*TO BE DONE*.
Gather every line in the rows below that contains the word "woman", and copy each such line unchanged.

*ENTRIES SHOWN*.
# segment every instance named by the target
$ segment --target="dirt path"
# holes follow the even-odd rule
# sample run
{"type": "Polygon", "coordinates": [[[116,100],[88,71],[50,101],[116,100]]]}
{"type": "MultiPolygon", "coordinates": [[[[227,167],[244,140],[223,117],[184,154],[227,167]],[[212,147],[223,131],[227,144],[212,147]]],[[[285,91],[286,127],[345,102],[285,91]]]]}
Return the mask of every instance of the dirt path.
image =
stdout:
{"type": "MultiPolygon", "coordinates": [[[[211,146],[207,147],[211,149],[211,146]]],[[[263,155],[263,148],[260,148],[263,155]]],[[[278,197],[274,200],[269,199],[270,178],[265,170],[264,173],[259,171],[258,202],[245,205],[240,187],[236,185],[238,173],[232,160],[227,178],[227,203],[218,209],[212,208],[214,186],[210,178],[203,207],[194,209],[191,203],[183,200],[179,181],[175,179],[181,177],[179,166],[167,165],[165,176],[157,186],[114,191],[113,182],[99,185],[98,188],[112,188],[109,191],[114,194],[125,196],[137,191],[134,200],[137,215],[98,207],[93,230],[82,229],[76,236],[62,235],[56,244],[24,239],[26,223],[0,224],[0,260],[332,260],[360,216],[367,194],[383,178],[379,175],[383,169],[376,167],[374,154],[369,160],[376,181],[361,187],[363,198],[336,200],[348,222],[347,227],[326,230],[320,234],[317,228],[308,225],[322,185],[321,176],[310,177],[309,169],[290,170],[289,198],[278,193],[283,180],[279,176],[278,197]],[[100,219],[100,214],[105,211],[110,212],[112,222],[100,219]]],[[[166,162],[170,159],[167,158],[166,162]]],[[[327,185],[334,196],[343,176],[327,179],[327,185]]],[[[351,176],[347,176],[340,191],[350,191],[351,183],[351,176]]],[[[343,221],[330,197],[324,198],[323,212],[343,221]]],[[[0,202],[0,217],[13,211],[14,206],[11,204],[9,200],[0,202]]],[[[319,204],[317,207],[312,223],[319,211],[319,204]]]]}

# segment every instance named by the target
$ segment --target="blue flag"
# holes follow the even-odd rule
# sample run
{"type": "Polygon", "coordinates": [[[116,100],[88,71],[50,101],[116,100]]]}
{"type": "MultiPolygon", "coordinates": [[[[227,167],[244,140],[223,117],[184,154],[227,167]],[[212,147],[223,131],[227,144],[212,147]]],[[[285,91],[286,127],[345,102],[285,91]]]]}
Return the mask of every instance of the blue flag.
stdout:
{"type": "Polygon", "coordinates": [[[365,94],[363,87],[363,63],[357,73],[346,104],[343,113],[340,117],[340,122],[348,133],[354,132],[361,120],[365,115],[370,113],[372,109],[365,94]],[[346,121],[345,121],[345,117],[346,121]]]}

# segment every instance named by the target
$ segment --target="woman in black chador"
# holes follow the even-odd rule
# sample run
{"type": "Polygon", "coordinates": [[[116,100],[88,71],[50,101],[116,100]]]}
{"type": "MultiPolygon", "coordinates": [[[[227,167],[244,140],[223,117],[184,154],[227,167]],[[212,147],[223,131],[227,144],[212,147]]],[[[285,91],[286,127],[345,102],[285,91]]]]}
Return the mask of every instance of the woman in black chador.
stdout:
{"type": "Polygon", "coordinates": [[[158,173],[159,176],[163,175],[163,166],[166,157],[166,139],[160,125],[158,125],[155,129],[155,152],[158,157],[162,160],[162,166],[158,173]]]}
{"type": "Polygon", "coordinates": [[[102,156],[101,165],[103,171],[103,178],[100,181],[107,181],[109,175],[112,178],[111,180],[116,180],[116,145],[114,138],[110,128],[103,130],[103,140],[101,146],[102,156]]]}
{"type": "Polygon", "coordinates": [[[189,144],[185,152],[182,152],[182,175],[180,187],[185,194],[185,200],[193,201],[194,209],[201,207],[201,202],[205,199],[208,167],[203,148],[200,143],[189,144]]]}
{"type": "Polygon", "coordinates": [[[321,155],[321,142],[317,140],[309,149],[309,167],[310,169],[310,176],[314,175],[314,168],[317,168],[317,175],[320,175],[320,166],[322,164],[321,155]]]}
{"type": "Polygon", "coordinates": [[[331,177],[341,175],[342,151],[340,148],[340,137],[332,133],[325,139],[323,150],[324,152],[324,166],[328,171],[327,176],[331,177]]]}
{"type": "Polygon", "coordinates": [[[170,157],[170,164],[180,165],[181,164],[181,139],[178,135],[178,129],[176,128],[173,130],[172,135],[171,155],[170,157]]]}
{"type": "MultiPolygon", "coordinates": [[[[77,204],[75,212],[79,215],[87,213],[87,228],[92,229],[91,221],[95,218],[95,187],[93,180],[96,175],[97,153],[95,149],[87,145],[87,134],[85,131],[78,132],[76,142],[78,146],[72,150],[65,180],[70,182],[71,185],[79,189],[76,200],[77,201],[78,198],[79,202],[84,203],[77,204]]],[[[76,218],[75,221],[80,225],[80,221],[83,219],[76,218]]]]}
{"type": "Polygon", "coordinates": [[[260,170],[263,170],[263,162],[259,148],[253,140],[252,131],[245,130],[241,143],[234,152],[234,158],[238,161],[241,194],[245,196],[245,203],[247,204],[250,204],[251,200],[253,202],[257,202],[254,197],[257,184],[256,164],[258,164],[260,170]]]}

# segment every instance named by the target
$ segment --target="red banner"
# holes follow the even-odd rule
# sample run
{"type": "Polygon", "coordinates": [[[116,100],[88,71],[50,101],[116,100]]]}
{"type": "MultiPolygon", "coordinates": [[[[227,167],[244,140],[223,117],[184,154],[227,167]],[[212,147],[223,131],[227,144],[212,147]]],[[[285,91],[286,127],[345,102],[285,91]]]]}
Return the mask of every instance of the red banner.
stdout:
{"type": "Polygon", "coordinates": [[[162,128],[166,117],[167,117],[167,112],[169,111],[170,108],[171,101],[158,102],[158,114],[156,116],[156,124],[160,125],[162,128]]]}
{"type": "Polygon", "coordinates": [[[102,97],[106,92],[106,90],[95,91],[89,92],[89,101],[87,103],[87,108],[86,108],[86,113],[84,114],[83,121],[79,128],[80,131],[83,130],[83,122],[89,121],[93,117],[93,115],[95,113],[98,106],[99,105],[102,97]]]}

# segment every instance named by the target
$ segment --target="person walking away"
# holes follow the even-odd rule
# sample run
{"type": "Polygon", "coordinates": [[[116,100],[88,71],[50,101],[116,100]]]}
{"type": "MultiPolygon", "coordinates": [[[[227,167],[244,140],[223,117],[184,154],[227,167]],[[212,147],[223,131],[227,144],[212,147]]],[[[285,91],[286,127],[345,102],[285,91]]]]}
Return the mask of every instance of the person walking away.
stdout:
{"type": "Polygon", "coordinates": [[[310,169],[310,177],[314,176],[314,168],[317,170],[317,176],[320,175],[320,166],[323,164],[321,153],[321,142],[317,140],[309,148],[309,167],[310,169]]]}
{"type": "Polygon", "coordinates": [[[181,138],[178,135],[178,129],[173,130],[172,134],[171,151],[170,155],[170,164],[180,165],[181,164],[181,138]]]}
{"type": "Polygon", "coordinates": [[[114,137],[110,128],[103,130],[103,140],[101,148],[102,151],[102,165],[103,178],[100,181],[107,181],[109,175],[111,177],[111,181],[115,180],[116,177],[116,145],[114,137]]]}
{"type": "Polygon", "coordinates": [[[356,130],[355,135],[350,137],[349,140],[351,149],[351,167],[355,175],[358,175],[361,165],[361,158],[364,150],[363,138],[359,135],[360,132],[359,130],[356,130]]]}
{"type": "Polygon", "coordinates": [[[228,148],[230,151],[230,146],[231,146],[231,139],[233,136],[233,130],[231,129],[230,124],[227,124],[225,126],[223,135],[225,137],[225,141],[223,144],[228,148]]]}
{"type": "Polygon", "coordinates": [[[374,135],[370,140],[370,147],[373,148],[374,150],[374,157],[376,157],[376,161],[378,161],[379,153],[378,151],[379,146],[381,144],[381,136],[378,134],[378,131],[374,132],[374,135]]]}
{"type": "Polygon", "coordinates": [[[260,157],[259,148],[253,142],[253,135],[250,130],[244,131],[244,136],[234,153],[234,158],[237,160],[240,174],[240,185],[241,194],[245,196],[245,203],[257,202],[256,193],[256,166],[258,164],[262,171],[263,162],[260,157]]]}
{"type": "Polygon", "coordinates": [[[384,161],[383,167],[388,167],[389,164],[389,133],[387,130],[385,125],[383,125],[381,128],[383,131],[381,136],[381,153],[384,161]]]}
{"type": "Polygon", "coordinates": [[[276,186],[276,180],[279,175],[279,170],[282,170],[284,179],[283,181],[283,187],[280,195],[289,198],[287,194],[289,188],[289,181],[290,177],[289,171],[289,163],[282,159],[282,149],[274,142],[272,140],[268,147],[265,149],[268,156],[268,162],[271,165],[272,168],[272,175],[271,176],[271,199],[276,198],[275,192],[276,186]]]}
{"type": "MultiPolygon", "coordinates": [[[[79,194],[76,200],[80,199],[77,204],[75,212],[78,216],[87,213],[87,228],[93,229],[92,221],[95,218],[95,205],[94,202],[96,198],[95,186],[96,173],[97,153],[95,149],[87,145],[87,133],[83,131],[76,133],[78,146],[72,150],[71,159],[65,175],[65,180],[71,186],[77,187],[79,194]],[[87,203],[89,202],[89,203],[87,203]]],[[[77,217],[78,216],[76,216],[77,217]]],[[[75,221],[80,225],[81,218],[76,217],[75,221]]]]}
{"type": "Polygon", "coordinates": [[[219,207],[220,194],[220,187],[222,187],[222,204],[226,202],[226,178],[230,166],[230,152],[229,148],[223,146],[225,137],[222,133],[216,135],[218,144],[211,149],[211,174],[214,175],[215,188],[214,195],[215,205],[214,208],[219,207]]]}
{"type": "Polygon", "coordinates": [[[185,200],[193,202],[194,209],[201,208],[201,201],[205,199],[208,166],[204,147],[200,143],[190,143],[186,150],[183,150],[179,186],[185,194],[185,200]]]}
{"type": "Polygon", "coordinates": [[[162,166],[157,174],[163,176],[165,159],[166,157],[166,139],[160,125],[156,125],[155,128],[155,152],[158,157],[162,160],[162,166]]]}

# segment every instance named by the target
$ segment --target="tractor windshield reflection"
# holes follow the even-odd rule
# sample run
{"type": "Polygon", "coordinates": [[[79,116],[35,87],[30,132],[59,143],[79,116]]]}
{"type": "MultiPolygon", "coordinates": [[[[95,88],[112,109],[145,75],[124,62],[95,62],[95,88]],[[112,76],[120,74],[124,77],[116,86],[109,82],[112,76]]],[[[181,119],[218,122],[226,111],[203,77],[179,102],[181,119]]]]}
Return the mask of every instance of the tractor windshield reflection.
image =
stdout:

*CORRECT RESPONSE*.
$ segment --target="woman in black chador"
Return the mask of every instance of the woman in black chador.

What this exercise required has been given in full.